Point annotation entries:

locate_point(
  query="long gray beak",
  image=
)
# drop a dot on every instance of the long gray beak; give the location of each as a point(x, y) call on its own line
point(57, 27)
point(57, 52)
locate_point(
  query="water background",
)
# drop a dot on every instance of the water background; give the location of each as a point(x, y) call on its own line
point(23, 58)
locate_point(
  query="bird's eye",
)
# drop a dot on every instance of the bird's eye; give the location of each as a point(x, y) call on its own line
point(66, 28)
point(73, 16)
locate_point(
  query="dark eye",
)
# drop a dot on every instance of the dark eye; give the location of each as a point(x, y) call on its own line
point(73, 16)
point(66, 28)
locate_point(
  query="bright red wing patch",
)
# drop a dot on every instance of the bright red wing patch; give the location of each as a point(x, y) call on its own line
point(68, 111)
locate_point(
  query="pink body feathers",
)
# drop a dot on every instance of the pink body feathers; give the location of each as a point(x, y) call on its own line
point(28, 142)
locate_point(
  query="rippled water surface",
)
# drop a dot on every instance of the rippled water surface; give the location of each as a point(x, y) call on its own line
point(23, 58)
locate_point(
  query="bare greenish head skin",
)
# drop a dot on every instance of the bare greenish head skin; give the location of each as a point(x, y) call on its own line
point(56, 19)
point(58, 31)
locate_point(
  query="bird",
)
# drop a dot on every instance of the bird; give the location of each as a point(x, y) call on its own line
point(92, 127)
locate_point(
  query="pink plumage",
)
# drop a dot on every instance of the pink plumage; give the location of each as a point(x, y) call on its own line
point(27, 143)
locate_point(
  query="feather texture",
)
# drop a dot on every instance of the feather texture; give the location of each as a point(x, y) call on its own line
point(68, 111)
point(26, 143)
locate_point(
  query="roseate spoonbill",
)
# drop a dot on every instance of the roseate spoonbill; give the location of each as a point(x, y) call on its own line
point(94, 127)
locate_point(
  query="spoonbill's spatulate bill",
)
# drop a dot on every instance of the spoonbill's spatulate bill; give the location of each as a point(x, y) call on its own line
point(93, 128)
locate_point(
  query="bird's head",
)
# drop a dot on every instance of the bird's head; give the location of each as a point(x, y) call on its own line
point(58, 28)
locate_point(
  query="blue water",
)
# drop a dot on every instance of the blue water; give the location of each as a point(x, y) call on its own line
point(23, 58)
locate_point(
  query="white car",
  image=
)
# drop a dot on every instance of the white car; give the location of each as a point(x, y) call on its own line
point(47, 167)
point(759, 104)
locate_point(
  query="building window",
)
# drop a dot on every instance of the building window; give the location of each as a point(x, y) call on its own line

§ **WHAT YOU SHOULD DO**
Find each line in the entries above that contains the string "building" and copy those lines. Case matters when matching.

§ **TASK RESPONSE**
  query="building window",
# drop a dot on every instance of the building window; give the location of each as a point(x, y) call on its own line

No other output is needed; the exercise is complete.